_练习 1:_ 请改写下面这篇关于Java等待所有线程结束的文章的一部分：从"今天看到一篇文章,是关于ja"开始，一直到"出来。这样的问题其实很常见。"为止，重新写出这一段，并把其中的"队列"替换为"列表"。

-------- 文档节选

今天看到一篇文章,是关于java中如何等待所有线程都执行结束,文章总结得很好,原文如下http://software.intel.com/zh-cn/blogs/2013/10/15/java-countdownlatchcyclicbarrier/?utm_campaign=优快云&utm_source=intel.youkuaiyun.com&utm_medium=Link&utm_content=others-%20Java
看过之后在想java中有很大的灵活性,应该有更多的方式可以做这件事。
这个事情的场景是这样的:许多线程并行的计算一堆问题,然后每个计算存在一个队列,在主线程要等待所有计算结果完成后排序并展示出来。这样的问题其实很常见。
1. 使用join。这种方式其实并不是那么的优雅,将所有线程启动完之后还需要将所有线程都join,但是每次join都会阻塞,直到被join线程完成,很可能所有被阻塞线程已经完事了,主线程还在不断地join,貌似有点浪费,而且两个循环也不太好看。
@Test
public void testThreadSync1() {
final Vector<Integer> list = new Vector<Integer>();
Thread[] threads = new Thread[TEST_THREAD_COUNT];
try {
for (int i = 0; i < TEST_THREAD_COUNT; i++) {
final int num = i;
threads[i] = new Thread(new Runnable() {
public void run() {
try {
Thread.sleep(random.nextInt(100));
} catch (InterruptedException e) {
e.printStackTrace();
}
list.add(num);
System.out.print(num + " add.\t");
}
});
threads[i].start();
}
for (int i = 0; i < threads.length; i++) {
threads[i].join();
System.out.print(i + " end.\t");
}
} catch (InterruptedException ie) {
ie.printStackTrace();
}
printSortedResult(list);
}
9 add. 7 add. 3 add. 5 add. 4 add. 1 add. 0 add. 0 end. 1 end. 8 add. 2 add. 2 end. 3 end. 4 end. 5 end. 6 add. 6 end. 7 end. 8 end. 9 end.
before sort
9 7 3 5 4 1 0 8 2 6
after sort
0 1 2 3 4 5 6 7 8 9
2. 使用wait/notifyAll,这个方式其实跟上面是类似的,只是比较底层些吧(join实际上也是wait)。

----------------

_练习 2:_ 请将下方数据集记录中的行整理成编号列表，范围从记录的第一行开始，一直到包含"[[88, 257]]"的那一行为止，空行不计入。

-------- 条目列表

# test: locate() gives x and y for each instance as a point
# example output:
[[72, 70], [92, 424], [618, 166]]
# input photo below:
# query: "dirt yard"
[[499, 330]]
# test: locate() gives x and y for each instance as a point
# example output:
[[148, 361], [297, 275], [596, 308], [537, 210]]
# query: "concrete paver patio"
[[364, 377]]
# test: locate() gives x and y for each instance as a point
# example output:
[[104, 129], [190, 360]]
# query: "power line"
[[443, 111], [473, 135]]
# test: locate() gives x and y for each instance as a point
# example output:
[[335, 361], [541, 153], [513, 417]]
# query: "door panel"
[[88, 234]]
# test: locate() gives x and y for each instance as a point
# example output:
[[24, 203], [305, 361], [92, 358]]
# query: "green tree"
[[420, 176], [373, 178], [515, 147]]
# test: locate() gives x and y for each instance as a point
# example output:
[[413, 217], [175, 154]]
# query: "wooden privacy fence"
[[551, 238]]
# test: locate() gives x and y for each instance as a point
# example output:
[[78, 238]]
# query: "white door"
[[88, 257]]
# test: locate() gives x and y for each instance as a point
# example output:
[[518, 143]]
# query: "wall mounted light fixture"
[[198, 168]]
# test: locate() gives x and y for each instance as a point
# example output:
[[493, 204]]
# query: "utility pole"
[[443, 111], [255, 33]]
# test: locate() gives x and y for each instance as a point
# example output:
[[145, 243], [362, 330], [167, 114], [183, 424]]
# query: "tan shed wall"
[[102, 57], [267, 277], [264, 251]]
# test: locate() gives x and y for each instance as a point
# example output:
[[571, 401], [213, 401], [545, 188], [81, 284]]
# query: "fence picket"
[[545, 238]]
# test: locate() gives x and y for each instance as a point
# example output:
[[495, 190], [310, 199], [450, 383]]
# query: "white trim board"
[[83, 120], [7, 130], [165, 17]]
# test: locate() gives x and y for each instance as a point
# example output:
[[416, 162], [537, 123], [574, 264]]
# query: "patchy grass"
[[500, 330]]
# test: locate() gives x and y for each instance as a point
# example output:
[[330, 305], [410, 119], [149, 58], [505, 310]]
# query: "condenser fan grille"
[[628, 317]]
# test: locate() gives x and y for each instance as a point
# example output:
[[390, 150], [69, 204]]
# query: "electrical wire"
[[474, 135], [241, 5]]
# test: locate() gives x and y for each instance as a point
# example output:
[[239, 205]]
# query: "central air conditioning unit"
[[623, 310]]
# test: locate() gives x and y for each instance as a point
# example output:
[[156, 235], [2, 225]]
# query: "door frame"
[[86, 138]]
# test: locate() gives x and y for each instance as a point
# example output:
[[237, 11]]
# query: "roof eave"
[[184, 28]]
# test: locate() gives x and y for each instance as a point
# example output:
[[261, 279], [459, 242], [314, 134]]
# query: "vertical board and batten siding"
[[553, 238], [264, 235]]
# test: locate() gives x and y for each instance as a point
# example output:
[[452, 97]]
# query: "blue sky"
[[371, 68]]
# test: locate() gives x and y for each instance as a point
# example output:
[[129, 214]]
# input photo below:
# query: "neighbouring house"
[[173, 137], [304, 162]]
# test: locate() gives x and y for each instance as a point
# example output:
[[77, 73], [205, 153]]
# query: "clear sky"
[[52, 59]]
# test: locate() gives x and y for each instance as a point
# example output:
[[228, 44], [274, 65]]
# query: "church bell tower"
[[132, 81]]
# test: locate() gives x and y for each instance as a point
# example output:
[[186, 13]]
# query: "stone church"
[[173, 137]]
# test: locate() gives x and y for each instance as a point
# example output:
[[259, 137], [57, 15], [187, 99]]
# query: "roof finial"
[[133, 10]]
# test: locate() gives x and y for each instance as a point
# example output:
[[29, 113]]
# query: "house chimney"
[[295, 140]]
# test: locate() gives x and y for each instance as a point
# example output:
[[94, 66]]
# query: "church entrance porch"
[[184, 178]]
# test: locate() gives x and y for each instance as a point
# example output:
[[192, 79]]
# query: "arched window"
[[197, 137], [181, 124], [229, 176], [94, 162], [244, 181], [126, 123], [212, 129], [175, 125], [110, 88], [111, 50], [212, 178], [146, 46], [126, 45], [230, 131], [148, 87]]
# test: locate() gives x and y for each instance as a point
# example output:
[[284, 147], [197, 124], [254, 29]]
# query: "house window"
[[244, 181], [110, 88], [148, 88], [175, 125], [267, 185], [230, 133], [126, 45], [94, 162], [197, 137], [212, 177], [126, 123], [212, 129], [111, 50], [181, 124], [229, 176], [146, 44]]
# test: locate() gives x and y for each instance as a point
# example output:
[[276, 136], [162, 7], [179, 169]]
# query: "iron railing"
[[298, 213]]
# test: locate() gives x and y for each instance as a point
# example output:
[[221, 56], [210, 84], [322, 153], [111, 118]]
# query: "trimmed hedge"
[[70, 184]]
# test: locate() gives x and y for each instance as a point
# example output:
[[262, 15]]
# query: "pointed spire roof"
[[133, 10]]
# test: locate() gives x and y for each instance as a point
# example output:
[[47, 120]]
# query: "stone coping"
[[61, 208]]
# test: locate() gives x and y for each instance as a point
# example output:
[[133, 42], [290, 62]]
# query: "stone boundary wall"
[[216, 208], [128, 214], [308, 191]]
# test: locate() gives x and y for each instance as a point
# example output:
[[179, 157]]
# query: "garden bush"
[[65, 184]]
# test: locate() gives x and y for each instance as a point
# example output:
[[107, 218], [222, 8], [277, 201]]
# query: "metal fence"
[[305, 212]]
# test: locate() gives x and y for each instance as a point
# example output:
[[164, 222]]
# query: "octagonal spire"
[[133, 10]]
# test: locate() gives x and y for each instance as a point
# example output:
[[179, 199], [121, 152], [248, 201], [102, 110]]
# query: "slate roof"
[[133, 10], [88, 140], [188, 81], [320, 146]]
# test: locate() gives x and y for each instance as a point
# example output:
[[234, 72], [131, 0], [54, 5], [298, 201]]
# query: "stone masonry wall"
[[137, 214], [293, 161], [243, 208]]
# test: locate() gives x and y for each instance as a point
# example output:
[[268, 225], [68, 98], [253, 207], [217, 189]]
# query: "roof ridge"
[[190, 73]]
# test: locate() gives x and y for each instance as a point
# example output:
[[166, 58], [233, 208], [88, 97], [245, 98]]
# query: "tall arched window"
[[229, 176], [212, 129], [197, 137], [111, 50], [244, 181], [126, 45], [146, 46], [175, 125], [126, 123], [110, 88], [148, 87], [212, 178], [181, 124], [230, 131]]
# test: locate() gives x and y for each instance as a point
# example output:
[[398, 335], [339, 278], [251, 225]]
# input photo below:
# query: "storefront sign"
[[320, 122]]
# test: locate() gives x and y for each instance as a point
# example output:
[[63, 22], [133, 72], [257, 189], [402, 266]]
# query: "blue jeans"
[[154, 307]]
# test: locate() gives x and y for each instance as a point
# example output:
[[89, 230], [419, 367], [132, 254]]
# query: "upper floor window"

----------------

_完整输出 1:_
今天看到一篇文章,是关于java中如何等待所有线程都执行结束,文章总结得很好,原文如下http://software.intel.com/zh-cn/blogs/2013/10/15/java-countdownlatchcyclicbarrier/?utm_campaign=优快云&utm_source=intel.youkuaiyun.com&utm_medium=Link&utm_content=others-%20Java
看过之后在想java中有很大的灵活性,应该有更多的方式可以做这件事。
这个事情的场景是这样的:许多线程并行的计算一堆问题,然后每个计算存在一个列表,在主线程要等待所有计算结果完成后排序并展示出来。这样的问题其实很常见。

_完整输出 2:_
1. # test: locate() gives x and y for each instance as a point
2. # example output:
3. [[72, 70], [92, 424], [618, 166]]
4. # input photo below:
5. # query: "dirt yard"
6. [[499, 330]]
7. # test: locate() gives x and y for each instance as a point
8. # example output:
9. [[148, 361], [297, 275], [596, 308], [537, 210]]
10. # query: "concrete paver patio"
11. [[364, 377]]
12. # test: locate() gives x and y for each instance as a point
13. # example output:
14. [[104, 129], [190, 360]]
15. # query: "power line"
16. [[443, 111], [473, 135]]
17. # test: locate() gives x and y for each instance as a point
18. # example output:
19. [[335, 361], [541, 153], [513, 417]]
20. # query: "door panel"
21. [[88, 234]]
22. # test: locate() gives x and y for each instance as a point
23. # example output:
24. [[24, 203], [305, 361], [92, 358]]
25. # query: "green tree"
26. [[420, 176], [373, 178], [515, 147]]
27. # test: locate() gives x and y for each instance as a point
28. # example output:
29. [[413, 217], [175, 154]]
30. # query: "wooden privacy fence"
31. [[551, 238]]
32. # test: locate() gives x and y for each instance as a point
33. # example output:
34. [[78, 238]]
35. # query: "white door"
36. [[88, 257]]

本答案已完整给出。